→ PASSAGE TO READ
====

# S&C to Inside Transition Questions



## joebanana (Dec 21, 2010)

Are you an "active" sound and comm. apprentice? Have you sworn in? If you never were in the apprenticeship, you need to talk to the organizer of that local, not just some random phone answerer.


----------



## Jsand (May 7, 2018)

joebanana said:


> Are you an "active" sound and comm. apprentice? Have you sworn in? If you never were in the apprenticeship, you need to talk to the organizer of that local, not just some random phone answerer.



Got an offer of acceptance. Haven’t been sworn in. That came from the director. I’ve seen first hand that other people have gotten in with similar types of situations. Just doesn’t seem to add up.


----------



## joebanana (Dec 21, 2010)

Jsand said:


> Got an offer of acceptance. Haven’t been sworn in. That came from the director. I’ve seen first hand that other people have gotten in with similar types of situations. Just doesn’t seem to add up.


All local's are different. Your best bet is to state your case to an organizer. 
If you got "an offer of acceptance" why aren't you working? Do you have a start date for school?


----------



## Jsand (May 7, 2018)

joebanana said:


> Jsand said:
> 
> 
> > Got an offer of acceptance. Haven’t been sworn in. That came from the director. I’ve seen first hand that other people have gotten in with similar types of situations. Just doesn’t seem to add up.
> ...



Orientation is scheduled. So once I complete the technical stuff I’ll be good to go and be assigned to a company. Classes do not start until August since the spring semester is already underway. What exactly is the duty of the organizer? Are they associated with the JATC or directly tied to the Union?


----------



## joebanana (Dec 21, 2010)

Jsand said:


> Orientation is scheduled. So once I complete the technical stuff I’ll be good to go and be assigned to a company. Classes do not start until August since the spring semester is already underway. What exactly is the duty of the organizer? Are they associated with the JATC or directly tied to the Union?


What "technical stuff"? Paper work, dues, or other administrative issues?
The organizer is the local's guy that "organizes" the "new guy's". The guy that can answer all your questions.
Sounds like you're kinda "locked" into the sound/comm. program, since you have a school start date.
The director of the JATC is the guy to talk to about schooling. The union and JATC are separate entities.


----------



## Jsand (May 7, 2018)

joebanana said:


> What "technical stuff"? Paper work, dues, or other administrative issues?
> The organizer is the local's guy that "organizes" the "new guy's". The guy that can answer all your questions.
> Sounds like you're kinda "locked" into the sound/comm. program, since you have a school start date.
> The director of the JATC is the guy to talk to about schooling. The union and JATC are separate entities.



Yes. After orientation I'll be sent to the hall to take care of all of the necessary paperwork to get started. I basically am locked in S&C. My end goal is to get into the commercial program. I am grateful to have this opportunity for S&C, but my ultimate goal is to get into the inside program. I just would like to opportunity to keep applying and interviewing. I will definitely get in touch with the Union Organizer. When I spoke to the director he said that there was something he couldn't remember about NECA being a reason why you cannot apply when already in another apprenticeship. I am now going to deal directly with the hall and report back to them what they tell me.


----------



## joebanana (Dec 21, 2010)

Jsand said:


> Yes. After orientation I'll be sent to the hall to take care of all of the necessary paperwork to get started. I basically am locked in S&C. My end goal is to get into the commercial program. I am grateful to have this opportunity for S&C, but my ultimate goal is to get into the inside program. I just would like to opportunity to keep applying and interviewing. I will definitely get in touch with the Union Organizer. When I spoke to the director he said that there was something he couldn't remember about NECA being a reason why you cannot apply when already in another apprenticeship. I am now going to deal directly with the hall and report back to them what they tell me.


NECA is a sponsor of the NJACT so they don't want to support double dippers.


----------

====

→ SOURCE MATERIAL

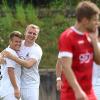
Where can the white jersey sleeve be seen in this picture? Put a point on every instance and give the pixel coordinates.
(36, 53)
(9, 62)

====

→ SET EXERCISE 1
According to the apprenticeship thread, when do Jsand's classes start, and why not sooner?
→ SET EXERCISE 2
Sum up the apprenticeship thread in two sentences.
The data plays no part in this.

→ COMPLETE ANSWER 1
Classes start in August because the spring semester is already underway.

→ COMPLETE ANSWER 2
Jsand has an offer of acceptance into the sound and comm apprenticeship, with orientation scheduled and classes starting in August, but ultimately wants to get into the inside program. joebanana advises stating the case to the local's organizer, says the union and the JATC are separate entities, and explains that NECA, as a sponsor, doesn't want to support double dippers.